### THE PROBLEM:
The line containing "Place one keypoint on each instance of the sunlit" marks the start; return it and every line after it in the listing below, exactly, through the last.

>> Begin PROVIDED ENTRIES

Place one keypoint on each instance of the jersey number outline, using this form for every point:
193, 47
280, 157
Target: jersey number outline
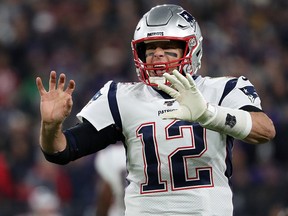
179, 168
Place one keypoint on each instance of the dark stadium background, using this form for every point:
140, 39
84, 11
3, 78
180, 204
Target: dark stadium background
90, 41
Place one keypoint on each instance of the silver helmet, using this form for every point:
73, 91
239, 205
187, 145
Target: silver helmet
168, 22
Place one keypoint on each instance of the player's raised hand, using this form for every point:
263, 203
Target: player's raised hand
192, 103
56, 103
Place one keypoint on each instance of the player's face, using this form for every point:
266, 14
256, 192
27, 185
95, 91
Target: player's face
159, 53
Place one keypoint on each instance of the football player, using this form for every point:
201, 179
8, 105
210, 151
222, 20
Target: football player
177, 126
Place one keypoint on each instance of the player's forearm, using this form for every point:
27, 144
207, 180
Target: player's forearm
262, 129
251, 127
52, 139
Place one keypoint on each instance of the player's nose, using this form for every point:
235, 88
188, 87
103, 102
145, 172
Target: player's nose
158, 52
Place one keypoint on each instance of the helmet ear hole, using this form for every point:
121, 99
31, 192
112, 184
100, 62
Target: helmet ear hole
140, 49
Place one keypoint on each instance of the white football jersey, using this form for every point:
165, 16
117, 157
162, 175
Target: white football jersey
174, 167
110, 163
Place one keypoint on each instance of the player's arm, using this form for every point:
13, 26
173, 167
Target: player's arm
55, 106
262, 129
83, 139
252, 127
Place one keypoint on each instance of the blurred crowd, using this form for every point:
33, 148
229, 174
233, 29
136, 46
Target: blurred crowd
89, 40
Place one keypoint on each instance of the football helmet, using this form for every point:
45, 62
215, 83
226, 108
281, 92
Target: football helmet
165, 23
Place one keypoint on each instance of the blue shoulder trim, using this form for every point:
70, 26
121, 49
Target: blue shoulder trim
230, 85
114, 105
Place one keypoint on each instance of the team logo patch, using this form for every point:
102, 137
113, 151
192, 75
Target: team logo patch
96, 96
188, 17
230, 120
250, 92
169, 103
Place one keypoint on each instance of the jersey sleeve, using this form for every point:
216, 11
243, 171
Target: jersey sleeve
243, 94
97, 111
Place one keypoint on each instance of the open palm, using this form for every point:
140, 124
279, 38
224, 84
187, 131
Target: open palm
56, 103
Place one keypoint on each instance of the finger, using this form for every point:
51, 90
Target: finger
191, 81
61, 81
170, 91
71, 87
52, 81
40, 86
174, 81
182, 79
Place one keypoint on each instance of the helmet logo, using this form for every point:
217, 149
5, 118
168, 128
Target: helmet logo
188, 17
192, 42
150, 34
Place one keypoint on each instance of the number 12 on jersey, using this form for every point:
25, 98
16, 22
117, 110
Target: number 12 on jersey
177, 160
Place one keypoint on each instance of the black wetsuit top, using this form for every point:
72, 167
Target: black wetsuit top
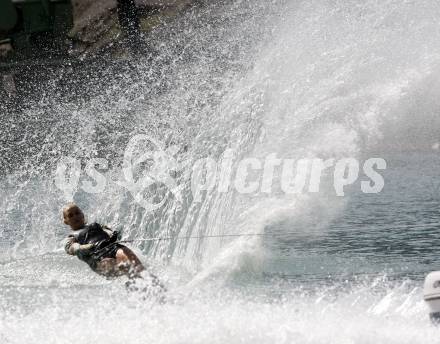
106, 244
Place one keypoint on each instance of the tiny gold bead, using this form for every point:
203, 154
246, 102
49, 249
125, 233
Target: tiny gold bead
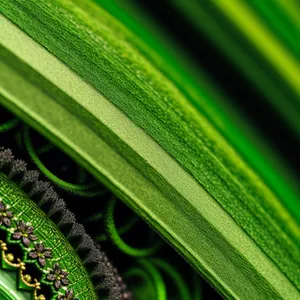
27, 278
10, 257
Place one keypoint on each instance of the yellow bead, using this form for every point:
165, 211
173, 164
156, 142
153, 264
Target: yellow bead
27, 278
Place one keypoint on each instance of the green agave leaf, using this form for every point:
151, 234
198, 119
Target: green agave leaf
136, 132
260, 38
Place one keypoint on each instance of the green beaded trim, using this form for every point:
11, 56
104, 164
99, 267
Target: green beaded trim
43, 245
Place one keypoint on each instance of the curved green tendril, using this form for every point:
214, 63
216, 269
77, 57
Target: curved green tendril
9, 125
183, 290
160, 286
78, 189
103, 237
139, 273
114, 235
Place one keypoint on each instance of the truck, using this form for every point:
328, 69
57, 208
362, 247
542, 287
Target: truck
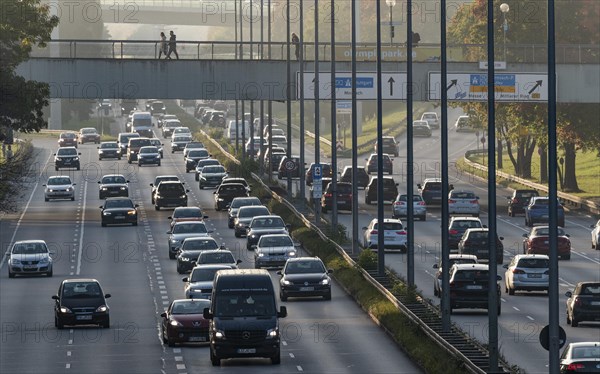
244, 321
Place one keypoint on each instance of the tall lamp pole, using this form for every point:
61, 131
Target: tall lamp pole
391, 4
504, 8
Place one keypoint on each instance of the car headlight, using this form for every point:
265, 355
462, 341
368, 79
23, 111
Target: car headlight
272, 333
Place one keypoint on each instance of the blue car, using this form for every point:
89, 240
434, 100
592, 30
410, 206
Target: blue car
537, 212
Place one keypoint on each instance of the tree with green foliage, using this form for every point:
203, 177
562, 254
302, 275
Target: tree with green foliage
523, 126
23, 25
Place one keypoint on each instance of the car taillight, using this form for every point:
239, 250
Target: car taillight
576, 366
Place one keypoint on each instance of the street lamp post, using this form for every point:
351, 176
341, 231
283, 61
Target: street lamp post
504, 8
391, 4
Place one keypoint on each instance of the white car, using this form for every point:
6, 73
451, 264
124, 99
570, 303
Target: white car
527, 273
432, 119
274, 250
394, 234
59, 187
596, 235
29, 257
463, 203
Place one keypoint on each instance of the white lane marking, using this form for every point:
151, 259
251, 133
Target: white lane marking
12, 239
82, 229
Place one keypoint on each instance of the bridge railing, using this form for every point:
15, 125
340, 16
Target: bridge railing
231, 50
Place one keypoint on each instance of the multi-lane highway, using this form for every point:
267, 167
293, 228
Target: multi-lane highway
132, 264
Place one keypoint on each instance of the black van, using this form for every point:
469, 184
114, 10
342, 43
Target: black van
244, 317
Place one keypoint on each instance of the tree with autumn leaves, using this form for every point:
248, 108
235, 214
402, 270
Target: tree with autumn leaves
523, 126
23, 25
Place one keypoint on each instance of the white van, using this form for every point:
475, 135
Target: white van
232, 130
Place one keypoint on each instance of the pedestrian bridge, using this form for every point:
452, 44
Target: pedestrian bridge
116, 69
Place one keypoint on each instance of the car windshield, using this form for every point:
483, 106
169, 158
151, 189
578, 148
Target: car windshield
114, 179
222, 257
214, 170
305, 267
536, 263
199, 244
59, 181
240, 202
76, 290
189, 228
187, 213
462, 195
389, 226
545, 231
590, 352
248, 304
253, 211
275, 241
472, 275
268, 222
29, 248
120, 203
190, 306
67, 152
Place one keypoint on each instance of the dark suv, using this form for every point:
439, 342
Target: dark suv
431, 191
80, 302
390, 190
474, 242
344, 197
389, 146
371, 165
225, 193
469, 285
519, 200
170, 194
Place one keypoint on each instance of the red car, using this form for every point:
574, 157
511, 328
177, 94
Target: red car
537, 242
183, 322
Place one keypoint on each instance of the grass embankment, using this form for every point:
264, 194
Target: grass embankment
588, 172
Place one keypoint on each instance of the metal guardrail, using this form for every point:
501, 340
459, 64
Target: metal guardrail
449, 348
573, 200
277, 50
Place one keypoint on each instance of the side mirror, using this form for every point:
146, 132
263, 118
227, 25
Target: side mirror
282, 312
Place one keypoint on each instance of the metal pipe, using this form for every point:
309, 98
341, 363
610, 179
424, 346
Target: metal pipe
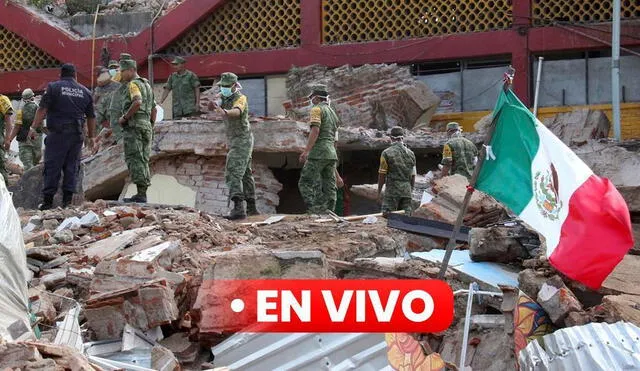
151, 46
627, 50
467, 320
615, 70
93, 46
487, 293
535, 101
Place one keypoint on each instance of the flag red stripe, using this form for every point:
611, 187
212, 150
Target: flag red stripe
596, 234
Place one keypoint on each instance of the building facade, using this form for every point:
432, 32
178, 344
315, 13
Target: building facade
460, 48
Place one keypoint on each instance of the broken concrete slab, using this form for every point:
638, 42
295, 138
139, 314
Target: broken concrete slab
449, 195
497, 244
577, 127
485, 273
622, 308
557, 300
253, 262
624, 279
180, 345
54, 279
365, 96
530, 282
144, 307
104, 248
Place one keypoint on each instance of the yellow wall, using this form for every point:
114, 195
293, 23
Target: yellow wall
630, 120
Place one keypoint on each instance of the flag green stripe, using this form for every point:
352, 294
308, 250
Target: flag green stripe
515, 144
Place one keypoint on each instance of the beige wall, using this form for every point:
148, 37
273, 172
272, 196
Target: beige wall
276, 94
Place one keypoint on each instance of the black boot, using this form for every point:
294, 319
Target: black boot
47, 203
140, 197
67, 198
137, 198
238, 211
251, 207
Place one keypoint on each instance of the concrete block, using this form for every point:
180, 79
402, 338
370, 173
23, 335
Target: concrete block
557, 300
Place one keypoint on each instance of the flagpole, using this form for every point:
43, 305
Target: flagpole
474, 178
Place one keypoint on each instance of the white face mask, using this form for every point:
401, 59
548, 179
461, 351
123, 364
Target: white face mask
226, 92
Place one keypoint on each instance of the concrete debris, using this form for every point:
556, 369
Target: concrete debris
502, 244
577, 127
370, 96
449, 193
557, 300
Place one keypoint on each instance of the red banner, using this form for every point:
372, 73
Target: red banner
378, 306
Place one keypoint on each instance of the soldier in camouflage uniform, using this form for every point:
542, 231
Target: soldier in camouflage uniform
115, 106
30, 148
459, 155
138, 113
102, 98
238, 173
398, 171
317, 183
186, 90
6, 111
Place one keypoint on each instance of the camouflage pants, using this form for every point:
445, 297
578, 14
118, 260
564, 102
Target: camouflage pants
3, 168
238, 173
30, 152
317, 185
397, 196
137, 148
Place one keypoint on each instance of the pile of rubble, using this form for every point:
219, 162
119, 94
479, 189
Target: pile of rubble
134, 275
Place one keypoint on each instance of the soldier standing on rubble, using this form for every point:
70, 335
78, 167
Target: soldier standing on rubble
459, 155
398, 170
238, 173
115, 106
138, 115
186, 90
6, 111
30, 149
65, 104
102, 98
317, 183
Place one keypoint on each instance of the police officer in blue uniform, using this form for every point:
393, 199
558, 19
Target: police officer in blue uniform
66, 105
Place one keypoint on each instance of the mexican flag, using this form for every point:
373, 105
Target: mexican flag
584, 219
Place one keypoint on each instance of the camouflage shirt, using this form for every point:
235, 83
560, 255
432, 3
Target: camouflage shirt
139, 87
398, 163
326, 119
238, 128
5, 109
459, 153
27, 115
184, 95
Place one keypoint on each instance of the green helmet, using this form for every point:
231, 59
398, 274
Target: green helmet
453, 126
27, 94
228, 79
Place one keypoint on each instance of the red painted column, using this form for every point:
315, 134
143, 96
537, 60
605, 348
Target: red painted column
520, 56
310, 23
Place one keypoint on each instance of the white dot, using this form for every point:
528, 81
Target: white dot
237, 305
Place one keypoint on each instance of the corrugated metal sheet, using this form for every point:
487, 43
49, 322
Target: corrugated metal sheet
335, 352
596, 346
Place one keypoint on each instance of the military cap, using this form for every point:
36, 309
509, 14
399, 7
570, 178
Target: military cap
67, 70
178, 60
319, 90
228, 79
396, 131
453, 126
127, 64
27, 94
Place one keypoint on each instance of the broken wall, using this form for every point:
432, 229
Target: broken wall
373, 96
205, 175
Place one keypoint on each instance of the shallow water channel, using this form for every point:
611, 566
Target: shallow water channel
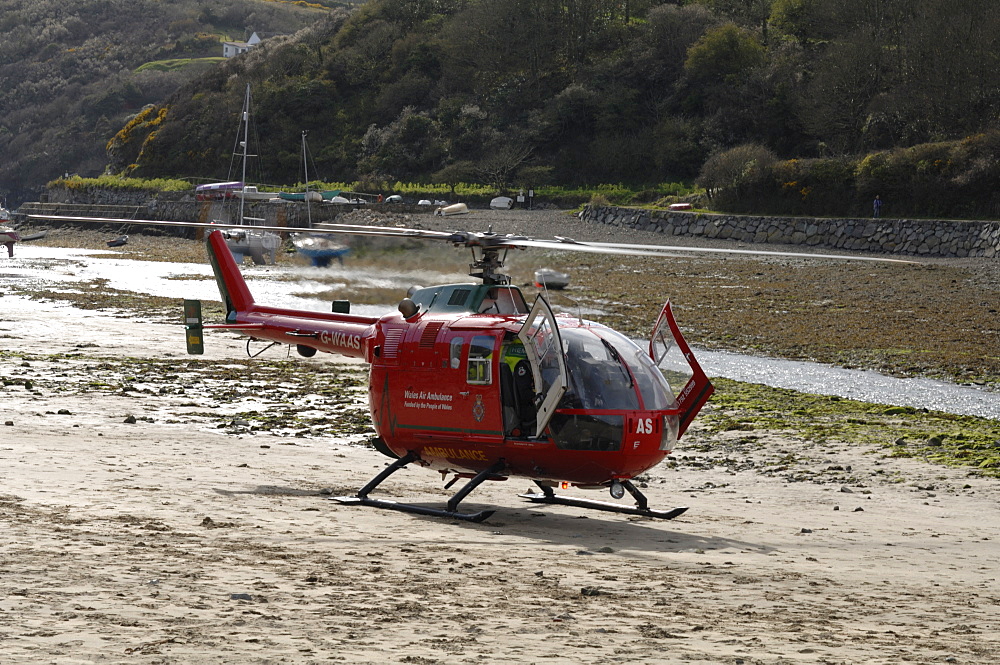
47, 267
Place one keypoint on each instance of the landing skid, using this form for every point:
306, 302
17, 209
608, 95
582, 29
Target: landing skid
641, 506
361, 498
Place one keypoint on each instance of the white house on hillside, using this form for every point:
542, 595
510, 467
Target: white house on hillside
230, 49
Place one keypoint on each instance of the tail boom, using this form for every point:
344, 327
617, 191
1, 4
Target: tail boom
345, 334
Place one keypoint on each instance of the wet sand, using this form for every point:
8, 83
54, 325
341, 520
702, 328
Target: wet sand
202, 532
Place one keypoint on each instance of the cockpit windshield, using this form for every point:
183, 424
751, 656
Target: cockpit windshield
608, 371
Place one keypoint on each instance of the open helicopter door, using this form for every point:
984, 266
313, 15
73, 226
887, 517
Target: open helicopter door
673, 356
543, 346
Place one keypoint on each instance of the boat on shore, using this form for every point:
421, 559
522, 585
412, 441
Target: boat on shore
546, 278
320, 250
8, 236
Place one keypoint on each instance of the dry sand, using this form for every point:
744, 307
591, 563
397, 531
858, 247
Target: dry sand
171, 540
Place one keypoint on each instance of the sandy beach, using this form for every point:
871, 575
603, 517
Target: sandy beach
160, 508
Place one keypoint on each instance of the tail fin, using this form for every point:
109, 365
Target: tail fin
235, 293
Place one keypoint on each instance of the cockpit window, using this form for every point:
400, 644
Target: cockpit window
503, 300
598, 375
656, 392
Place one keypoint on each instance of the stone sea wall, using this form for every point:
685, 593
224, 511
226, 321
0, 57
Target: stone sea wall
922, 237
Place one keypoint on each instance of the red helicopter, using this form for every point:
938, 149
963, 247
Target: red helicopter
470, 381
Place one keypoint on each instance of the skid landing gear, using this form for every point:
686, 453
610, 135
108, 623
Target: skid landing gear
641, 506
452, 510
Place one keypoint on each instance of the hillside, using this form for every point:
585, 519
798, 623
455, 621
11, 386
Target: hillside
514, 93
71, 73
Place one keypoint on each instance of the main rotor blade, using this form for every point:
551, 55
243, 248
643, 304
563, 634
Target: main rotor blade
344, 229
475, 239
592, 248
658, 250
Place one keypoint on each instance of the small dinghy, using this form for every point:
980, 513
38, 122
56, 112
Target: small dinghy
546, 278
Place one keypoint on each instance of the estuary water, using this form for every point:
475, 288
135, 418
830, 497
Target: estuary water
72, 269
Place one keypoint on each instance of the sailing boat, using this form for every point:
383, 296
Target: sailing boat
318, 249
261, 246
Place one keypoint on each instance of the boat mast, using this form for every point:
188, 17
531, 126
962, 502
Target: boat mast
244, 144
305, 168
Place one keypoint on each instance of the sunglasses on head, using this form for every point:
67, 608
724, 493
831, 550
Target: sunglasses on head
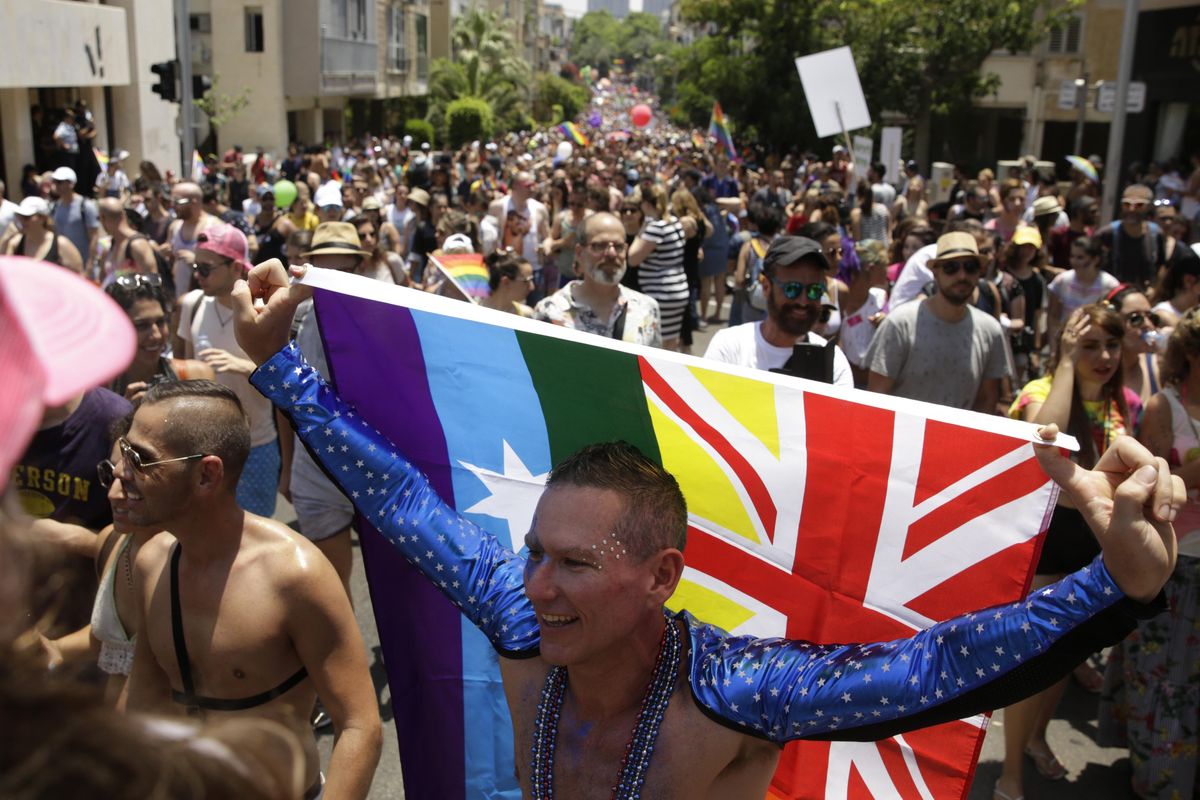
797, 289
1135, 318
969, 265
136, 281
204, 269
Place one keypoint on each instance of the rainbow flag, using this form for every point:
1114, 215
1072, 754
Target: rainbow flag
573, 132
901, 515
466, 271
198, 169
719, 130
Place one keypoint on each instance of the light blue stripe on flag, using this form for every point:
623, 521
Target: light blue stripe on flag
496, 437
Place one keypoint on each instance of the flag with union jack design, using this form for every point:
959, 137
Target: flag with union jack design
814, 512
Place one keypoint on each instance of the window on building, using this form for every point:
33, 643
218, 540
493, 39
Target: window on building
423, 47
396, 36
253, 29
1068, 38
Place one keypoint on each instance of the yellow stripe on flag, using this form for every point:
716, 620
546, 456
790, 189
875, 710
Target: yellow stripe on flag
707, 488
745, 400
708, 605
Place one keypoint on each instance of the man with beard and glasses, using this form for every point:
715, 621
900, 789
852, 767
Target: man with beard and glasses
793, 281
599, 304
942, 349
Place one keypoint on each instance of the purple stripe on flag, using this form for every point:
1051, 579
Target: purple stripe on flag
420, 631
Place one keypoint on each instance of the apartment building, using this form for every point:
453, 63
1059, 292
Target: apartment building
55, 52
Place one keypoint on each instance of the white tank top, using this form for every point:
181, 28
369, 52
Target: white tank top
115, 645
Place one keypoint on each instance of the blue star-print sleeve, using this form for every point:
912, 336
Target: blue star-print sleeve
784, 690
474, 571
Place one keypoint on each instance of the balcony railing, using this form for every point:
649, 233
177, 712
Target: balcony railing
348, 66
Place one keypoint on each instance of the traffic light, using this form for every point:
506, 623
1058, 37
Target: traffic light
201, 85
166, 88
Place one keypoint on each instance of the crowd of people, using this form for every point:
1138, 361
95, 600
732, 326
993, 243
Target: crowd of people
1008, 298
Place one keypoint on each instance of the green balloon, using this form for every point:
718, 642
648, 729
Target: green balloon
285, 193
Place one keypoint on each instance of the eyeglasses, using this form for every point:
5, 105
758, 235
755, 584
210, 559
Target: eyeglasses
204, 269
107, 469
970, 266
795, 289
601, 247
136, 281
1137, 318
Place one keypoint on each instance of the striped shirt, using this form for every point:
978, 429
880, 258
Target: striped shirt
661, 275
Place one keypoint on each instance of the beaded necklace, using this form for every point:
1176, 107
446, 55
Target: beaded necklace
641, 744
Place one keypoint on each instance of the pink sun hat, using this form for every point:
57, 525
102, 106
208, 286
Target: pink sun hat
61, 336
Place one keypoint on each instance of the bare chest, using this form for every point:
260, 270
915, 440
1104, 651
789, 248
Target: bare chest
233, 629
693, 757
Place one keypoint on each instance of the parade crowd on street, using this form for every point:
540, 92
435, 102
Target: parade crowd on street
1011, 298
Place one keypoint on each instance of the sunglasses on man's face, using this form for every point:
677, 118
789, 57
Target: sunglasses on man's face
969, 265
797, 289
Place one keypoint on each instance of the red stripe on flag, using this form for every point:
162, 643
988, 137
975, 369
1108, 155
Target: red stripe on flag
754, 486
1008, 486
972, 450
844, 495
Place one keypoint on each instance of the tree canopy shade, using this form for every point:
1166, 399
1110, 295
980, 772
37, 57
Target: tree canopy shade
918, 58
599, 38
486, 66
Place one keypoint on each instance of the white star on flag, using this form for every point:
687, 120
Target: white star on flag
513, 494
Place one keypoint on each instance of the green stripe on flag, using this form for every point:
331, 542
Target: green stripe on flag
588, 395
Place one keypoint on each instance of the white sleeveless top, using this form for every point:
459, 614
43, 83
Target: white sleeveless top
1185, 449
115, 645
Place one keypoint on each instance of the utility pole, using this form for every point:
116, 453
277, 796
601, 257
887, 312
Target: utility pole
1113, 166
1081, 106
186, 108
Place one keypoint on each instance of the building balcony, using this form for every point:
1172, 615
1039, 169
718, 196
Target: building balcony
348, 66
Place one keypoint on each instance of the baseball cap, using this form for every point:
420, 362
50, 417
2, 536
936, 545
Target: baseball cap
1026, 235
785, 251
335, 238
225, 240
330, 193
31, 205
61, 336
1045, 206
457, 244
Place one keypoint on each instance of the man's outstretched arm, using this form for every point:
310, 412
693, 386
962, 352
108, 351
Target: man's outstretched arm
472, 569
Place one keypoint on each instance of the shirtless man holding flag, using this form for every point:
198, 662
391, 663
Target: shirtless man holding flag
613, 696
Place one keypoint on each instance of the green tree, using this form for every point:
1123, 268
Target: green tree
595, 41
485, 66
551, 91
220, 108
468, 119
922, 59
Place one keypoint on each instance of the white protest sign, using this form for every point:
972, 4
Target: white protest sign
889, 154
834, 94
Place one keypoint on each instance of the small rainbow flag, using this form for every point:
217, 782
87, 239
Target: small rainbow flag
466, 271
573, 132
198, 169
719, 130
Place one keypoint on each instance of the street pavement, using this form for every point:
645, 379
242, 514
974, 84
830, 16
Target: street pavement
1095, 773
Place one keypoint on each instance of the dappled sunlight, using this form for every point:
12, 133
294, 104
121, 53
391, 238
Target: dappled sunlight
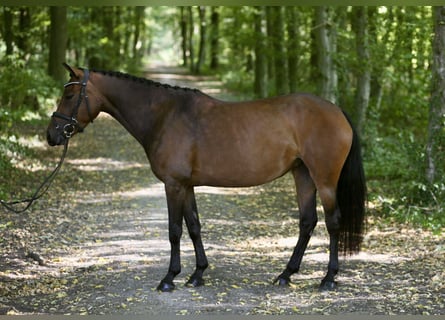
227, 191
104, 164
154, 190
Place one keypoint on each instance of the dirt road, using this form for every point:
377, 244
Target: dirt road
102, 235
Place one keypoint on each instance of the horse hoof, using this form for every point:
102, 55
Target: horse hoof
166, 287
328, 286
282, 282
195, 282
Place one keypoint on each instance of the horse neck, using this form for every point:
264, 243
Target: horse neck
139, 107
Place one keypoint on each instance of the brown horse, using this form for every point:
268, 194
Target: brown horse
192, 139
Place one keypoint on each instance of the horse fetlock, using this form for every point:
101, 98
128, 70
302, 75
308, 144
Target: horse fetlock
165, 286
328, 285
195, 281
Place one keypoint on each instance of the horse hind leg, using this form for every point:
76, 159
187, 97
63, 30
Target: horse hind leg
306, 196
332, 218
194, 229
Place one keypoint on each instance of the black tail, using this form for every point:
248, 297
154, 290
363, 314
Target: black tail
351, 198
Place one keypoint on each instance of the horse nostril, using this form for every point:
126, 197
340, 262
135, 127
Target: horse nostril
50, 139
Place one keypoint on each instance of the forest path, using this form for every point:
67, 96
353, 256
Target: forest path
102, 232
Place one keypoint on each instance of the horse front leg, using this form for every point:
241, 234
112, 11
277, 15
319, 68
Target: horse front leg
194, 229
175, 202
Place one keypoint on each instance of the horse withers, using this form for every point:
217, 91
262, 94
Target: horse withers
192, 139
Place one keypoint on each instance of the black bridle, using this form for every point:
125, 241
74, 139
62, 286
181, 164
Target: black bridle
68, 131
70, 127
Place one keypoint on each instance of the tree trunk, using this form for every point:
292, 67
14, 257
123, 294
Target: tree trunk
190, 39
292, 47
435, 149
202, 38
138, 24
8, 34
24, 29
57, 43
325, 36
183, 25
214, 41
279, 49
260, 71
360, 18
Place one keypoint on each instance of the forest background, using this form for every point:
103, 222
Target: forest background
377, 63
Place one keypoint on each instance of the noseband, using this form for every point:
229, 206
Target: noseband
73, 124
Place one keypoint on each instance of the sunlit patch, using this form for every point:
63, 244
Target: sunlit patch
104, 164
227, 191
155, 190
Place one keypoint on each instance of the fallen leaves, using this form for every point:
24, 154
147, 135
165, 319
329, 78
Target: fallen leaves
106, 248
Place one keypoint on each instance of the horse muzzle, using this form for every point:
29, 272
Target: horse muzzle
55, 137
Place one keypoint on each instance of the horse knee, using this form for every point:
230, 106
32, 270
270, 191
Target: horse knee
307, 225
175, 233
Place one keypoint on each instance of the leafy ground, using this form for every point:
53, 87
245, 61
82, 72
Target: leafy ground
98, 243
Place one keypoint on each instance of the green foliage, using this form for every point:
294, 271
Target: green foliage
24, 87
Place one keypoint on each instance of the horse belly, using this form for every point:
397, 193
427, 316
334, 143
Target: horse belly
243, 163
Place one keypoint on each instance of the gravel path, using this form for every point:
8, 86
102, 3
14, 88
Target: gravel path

>> End PROVIDED ENTRIES

### THE ANSWER:
Place one keypoint on each instance of the sunlit patch, using this form for every point:
63, 244
Target: sunlit patch
104, 164
227, 191
155, 190
Place one keypoint on each instance of the fallen leaves, using this form for every point:
24, 154
147, 135
165, 319
329, 78
Target: fallen leaves
106, 248
Place one keypoint on each instance of the horse muzzle, using this form for every point:
29, 272
Target: horse muzzle
55, 137
Place one keypoint on each instance of the horse knee, using this form for every point:
230, 106
32, 270
270, 191
Target: horse knee
307, 225
175, 233
Place one keypoint on each instance of the leafy ground, using this form for every point:
53, 87
245, 61
82, 72
Target: leafy ground
98, 243
Place one keypoint on each instance of the green foliage, using this form for every point:
294, 271
Target: green foliage
24, 87
Place one keypoint on each instance of the horse belly, using this form for every point:
397, 193
427, 316
334, 143
Target: horse belly
243, 163
Place one keypoint on each instance of the gravel path, using this form for every point:
8, 86
102, 3
14, 88
Target: gravel path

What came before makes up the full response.